ACTIVITY
What is needed here is an exact printout of the data, with no pictures included.

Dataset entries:
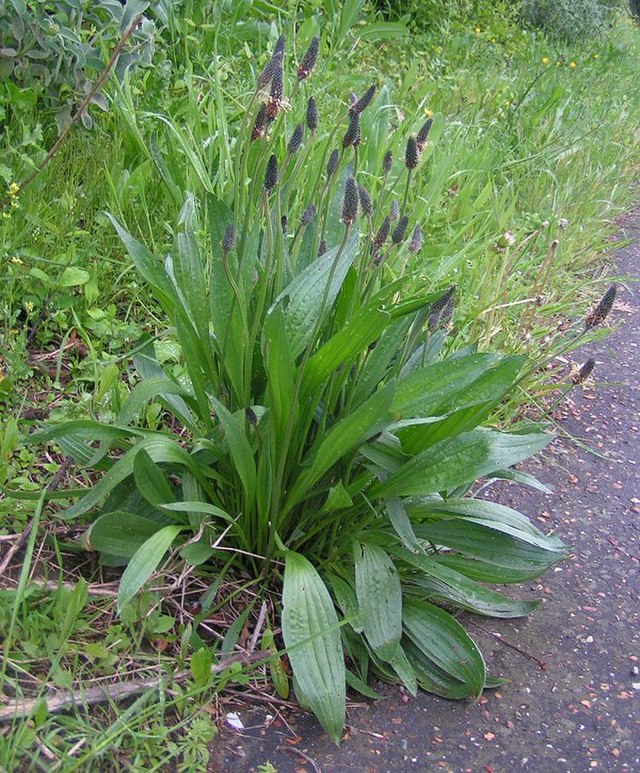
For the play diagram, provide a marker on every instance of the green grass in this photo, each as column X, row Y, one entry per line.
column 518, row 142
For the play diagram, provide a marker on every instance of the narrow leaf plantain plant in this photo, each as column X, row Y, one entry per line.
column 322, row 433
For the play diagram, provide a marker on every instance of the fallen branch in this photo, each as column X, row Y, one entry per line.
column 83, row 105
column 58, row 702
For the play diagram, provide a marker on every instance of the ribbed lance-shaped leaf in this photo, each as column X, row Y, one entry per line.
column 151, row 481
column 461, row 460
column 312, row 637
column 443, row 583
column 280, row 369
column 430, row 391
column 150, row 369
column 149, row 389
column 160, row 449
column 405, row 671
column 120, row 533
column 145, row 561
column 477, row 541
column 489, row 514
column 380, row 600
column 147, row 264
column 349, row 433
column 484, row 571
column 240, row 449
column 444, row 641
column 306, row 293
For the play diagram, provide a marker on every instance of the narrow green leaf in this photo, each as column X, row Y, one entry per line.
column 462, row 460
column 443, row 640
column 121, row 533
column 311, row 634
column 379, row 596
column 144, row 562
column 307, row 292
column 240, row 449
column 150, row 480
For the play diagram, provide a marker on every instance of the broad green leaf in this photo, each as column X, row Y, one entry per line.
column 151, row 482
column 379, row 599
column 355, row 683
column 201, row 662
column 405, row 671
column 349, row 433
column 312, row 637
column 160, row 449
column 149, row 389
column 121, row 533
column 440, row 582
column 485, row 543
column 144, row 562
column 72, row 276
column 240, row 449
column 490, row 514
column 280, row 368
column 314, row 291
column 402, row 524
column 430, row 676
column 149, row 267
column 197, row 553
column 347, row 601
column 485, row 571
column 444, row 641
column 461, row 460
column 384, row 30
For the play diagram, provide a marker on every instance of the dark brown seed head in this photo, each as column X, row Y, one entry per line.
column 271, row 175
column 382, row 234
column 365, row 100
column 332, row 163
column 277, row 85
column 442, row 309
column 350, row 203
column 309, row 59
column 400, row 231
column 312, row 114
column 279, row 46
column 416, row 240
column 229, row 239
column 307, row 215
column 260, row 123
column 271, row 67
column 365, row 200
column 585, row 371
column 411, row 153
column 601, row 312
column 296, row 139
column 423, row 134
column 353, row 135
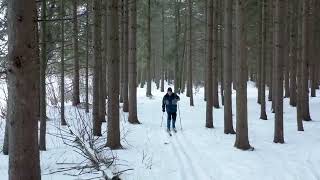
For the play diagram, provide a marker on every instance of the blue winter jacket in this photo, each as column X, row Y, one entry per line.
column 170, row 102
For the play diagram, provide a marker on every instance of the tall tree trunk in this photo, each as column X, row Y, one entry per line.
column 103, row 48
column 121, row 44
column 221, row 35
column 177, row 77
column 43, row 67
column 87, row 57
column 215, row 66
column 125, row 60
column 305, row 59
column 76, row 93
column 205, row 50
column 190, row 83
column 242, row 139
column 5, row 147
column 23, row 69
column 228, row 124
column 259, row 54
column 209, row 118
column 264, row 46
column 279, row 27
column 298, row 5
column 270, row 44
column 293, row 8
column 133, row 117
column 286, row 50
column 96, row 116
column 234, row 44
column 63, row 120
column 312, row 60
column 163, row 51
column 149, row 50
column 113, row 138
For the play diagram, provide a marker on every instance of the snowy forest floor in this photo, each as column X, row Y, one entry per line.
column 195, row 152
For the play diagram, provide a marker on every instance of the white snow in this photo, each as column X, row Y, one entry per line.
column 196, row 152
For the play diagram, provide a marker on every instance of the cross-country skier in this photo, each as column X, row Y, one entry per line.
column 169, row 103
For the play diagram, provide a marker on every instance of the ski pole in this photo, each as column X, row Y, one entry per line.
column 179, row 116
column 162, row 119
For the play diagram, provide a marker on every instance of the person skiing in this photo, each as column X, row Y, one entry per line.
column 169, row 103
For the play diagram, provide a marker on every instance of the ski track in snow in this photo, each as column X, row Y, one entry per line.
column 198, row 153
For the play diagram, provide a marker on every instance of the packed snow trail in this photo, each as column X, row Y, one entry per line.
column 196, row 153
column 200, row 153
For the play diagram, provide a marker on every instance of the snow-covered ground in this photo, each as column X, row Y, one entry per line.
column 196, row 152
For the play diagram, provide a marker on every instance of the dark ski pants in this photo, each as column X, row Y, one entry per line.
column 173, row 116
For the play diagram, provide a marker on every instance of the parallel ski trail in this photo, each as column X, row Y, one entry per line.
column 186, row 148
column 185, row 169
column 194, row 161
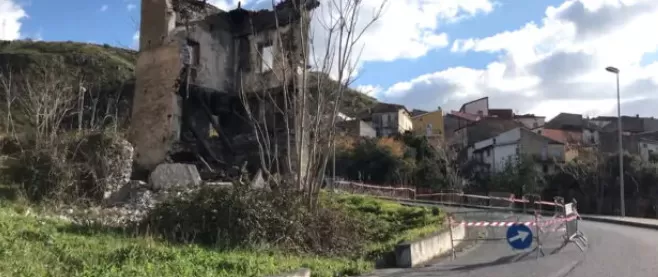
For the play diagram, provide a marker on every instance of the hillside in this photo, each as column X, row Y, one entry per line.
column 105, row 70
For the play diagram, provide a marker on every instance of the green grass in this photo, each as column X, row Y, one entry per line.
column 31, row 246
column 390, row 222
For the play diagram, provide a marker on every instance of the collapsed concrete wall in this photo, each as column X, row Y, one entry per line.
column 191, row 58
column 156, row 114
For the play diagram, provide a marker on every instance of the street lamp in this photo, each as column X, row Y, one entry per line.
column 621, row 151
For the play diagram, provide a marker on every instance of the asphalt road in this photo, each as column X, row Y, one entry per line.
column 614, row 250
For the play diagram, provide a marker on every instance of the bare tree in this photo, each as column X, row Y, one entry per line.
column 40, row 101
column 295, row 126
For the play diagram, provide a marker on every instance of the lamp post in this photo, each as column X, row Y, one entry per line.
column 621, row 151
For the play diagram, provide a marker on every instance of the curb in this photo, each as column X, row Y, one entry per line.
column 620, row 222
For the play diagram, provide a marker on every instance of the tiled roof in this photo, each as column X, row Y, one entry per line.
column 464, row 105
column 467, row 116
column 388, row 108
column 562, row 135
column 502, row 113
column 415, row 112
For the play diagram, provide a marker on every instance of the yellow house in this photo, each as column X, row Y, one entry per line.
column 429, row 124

RESPONSE TO THIS EXERCISE
For the play diagram, provide a marker on every instance of the green grass in this photo, each as column X, row Y, one entry per line.
column 518, row 142
For the play diagram, provide a marker on every instance of the narrow leaf plantain plant in this photo, each as column X, row Y, one entry per line.
column 322, row 433
For the play diagram, provide a marker on every instance of the fallen branch in this photo, each as column X, row Y, one entry per line.
column 83, row 105
column 58, row 702
For the play diagram, provide a marker on every instance of the ribbed lance-shaped leaf in this photo, each as column X, row Y, one entry per line.
column 151, row 481
column 461, row 460
column 312, row 637
column 443, row 583
column 280, row 369
column 430, row 391
column 150, row 369
column 149, row 389
column 160, row 449
column 405, row 671
column 120, row 533
column 145, row 561
column 477, row 541
column 489, row 514
column 380, row 600
column 147, row 264
column 349, row 433
column 484, row 571
column 240, row 449
column 444, row 641
column 306, row 293
For the play diagram, provide a marker on every instance of the narrow green leaf in this photo, each as column X, row Y, one entry per line.
column 462, row 460
column 443, row 640
column 121, row 533
column 311, row 634
column 379, row 596
column 144, row 562
column 307, row 292
column 240, row 449
column 150, row 480
For the play diagram, provide a marker on every instance of the broad green leaf in this photo, each as column X, row Y, one entry per line.
column 151, row 482
column 379, row 599
column 355, row 683
column 201, row 662
column 405, row 671
column 349, row 433
column 312, row 637
column 160, row 449
column 149, row 389
column 121, row 533
column 440, row 582
column 485, row 543
column 144, row 562
column 72, row 276
column 240, row 449
column 490, row 514
column 280, row 368
column 314, row 291
column 402, row 524
column 430, row 676
column 149, row 267
column 197, row 553
column 347, row 601
column 485, row 571
column 444, row 641
column 461, row 460
column 384, row 30
For the play diagram, provide a marker on every instance of the dark brown seed head in this photo, each as column X, row Y, one entry per line.
column 271, row 175
column 382, row 234
column 365, row 100
column 332, row 163
column 277, row 85
column 442, row 309
column 350, row 203
column 309, row 59
column 400, row 231
column 312, row 114
column 279, row 46
column 416, row 240
column 229, row 239
column 307, row 215
column 260, row 123
column 271, row 67
column 365, row 200
column 585, row 371
column 411, row 153
column 601, row 312
column 296, row 139
column 423, row 134
column 353, row 135
For the play diagram, provide a marker on every instance of the blue winter jacket in this photo, each as column X, row Y, one entry per line.
column 170, row 102
For the play diagram, provide a marker on every instance of the tall tree trunk in this photo, each as column X, row Y, one entry per line.
column 103, row 48
column 121, row 44
column 221, row 35
column 177, row 77
column 43, row 67
column 87, row 57
column 215, row 66
column 125, row 60
column 305, row 59
column 76, row 93
column 205, row 50
column 190, row 83
column 242, row 139
column 5, row 147
column 23, row 69
column 228, row 124
column 259, row 54
column 209, row 118
column 264, row 46
column 279, row 27
column 298, row 5
column 270, row 44
column 293, row 8
column 133, row 117
column 286, row 50
column 96, row 116
column 234, row 44
column 63, row 120
column 312, row 60
column 163, row 51
column 149, row 50
column 113, row 138
For the play diagram, provide a marker on every instance of the snowy forest floor in this photo, each as column X, row Y, one entry per line.
column 195, row 152
For the play diagram, provide a marker on every instance of the white snow in this photo, each as column X, row Y, one entry per line.
column 196, row 152
For the play diagram, provide a marker on every instance of the cross-country skier in this photo, each as column X, row Y, one entry per line.
column 169, row 103
For the play diagram, provide a marker on every instance of the ski pole in this photo, each as column X, row Y, one entry per line.
column 179, row 116
column 162, row 119
For the play diagram, provide a marker on every instance of the person skiing in this photo, each as column X, row Y, one entry per line.
column 169, row 103
For the play diagram, provide a marker on every instance of the ski track in snow in this photo, each as column X, row Y, one entry per line.
column 198, row 153
For the play diagram, provide a marker on every instance of the packed snow trail in this photo, each as column X, row Y, one entry per line.
column 196, row 153
column 200, row 153
For the play diagram, provide a marker on every instance of the snow-covered ground in this photo, each as column X, row Y, one entry per line.
column 196, row 152
For the play diagram, provide a marker on every instance of the dark ski pants in this photo, each as column X, row Y, one entry per line.
column 173, row 116
For the play diagram, provide a marker on every instance of the parallel ski trail in this photo, each as column X, row Y, one entry per line.
column 186, row 148
column 185, row 169
column 194, row 161
For the play diagram, provide a marker on every instance of the hillside in this photo, each as column X, row Y, one entry per line.
column 105, row 70
For the play diagram, provide a marker on every instance of the green grass in this photo, each as column X, row Y, one entry per line.
column 31, row 246
column 390, row 222
For the play diagram, provide a marker on every instance of the collapsed concrete wall in this photo, each as column X, row Y, one entry per line.
column 191, row 58
column 156, row 114
For the play diagram, provide a marker on every instance of the street lamp in this photo, each as column X, row Y, one entry per line.
column 621, row 151
For the play diagram, provide a marker on every instance of the asphalt road in this photo, each as column X, row Y, one entry per line.
column 614, row 250
For the play diagram, provide a marker on every instance of the bare tree in this photo, each as column X, row Y, one entry per line.
column 40, row 101
column 295, row 126
For the play diagram, provide a marker on every instance of the lamp post in this photo, each as column X, row Y, one entry per line.
column 621, row 151
For the play diagram, provide a marker on every instance of the curb in this photo, each as column X, row Y, one entry per line.
column 620, row 222
For the play diagram, provide a marker on every instance of the tiled roof in this photo, each as column X, row Y, one entry per line.
column 464, row 105
column 467, row 116
column 388, row 108
column 562, row 135
column 502, row 113
column 415, row 112
For the play diagram, provide a marker on every instance of the yellow house in this photo, each as column X, row Y, one entry per line.
column 429, row 124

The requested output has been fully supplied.